Start of Material provided

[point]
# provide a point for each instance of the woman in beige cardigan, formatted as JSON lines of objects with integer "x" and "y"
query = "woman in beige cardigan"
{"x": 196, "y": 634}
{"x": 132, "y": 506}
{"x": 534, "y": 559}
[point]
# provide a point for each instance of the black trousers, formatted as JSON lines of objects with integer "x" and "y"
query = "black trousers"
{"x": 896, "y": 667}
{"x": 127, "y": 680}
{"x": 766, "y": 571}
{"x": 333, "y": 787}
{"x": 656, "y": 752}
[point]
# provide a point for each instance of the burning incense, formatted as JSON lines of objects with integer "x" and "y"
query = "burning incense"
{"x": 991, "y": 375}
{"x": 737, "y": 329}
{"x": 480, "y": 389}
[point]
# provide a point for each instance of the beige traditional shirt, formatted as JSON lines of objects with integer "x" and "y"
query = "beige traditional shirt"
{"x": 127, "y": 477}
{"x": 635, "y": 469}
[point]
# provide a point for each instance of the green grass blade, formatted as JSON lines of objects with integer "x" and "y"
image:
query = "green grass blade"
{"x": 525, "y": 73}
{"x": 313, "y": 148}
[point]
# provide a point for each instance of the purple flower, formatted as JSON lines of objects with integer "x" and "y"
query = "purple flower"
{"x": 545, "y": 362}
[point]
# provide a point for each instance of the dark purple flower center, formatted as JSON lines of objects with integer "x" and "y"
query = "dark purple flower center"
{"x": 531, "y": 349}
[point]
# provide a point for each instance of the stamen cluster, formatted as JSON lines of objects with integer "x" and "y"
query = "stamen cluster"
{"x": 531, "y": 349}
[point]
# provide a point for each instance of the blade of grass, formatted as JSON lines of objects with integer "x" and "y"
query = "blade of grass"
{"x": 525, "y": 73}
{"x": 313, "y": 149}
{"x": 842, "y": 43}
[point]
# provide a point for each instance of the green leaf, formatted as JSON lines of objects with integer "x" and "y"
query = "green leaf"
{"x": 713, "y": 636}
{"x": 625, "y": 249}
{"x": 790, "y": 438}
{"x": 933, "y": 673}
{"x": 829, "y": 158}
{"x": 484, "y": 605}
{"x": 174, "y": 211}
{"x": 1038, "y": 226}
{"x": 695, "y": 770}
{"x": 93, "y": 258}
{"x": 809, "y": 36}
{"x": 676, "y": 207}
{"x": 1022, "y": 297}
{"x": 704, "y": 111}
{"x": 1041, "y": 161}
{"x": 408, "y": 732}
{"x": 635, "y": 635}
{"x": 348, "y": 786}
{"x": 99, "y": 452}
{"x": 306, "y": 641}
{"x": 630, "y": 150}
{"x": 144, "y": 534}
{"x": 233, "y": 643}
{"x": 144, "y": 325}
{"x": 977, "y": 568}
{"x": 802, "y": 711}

End of Material provided

• _Work task_: Your reply should consist of the records, duplicated exactly.

• _Response_:
[point]
# provide a point for each instance of the woman in beige cardigan, formatted as JSON lines of objects with integer "x" and "y"
query = "woman in beige cardigan"
{"x": 196, "y": 634}
{"x": 132, "y": 506}
{"x": 534, "y": 559}
[point]
# provide a point for each instance of the black trousers, formatted as JSON lines of objects with integer "x" and "y"
query = "black trousers"
{"x": 896, "y": 667}
{"x": 127, "y": 680}
{"x": 766, "y": 571}
{"x": 333, "y": 787}
{"x": 656, "y": 752}
[point]
# provide a point for each instance of the burning incense, formatted as JSON lines of objects with integer "x" and "y"
query = "burning incense"
{"x": 991, "y": 375}
{"x": 737, "y": 329}
{"x": 480, "y": 389}
[point]
# provide a point for each instance of the beige traditional shirt, formatted as JSON lines of objects with integer "x" and "y"
query = "beige traditional shirt"
{"x": 127, "y": 477}
{"x": 635, "y": 469}
[point]
# provide a point for each instance of the green grass blade, formatted as JSON lines of objects with integer "x" and "y"
image:
query = "green grass blade"
{"x": 525, "y": 73}
{"x": 313, "y": 148}
[point]
# provide a point for each instance of the purple flower, formatted as JSON lines of objects with integer "x" and "y"
query = "purple flower"
{"x": 545, "y": 362}
[point]
# provide a point for each instance of the dark purple flower center, formatted as JSON lines of objects with integer "x" and "y"
query = "dark purple flower center"
{"x": 531, "y": 349}
[point]
# provide a point for each instance of the stamen cluster, formatted as JSON lines of objects with integer "x" and "y"
query = "stamen cluster"
{"x": 531, "y": 349}
[point]
# provide a point for each instance of the blade of grass, formatted as JSON lines of objects with integer "x" and "y"
query = "blade of grass"
{"x": 525, "y": 73}
{"x": 313, "y": 149}
{"x": 842, "y": 43}
[point]
# provide a point for each instance of the green leaf, formatted as JSON lines of objects with integer "x" and "y"
query = "green leaf"
{"x": 713, "y": 636}
{"x": 625, "y": 249}
{"x": 790, "y": 438}
{"x": 933, "y": 673}
{"x": 829, "y": 158}
{"x": 484, "y": 605}
{"x": 174, "y": 211}
{"x": 1038, "y": 226}
{"x": 695, "y": 770}
{"x": 93, "y": 258}
{"x": 809, "y": 36}
{"x": 676, "y": 207}
{"x": 1022, "y": 297}
{"x": 704, "y": 111}
{"x": 1041, "y": 161}
{"x": 408, "y": 732}
{"x": 635, "y": 635}
{"x": 348, "y": 786}
{"x": 99, "y": 452}
{"x": 306, "y": 641}
{"x": 630, "y": 150}
{"x": 144, "y": 534}
{"x": 233, "y": 643}
{"x": 144, "y": 325}
{"x": 977, "y": 568}
{"x": 802, "y": 711}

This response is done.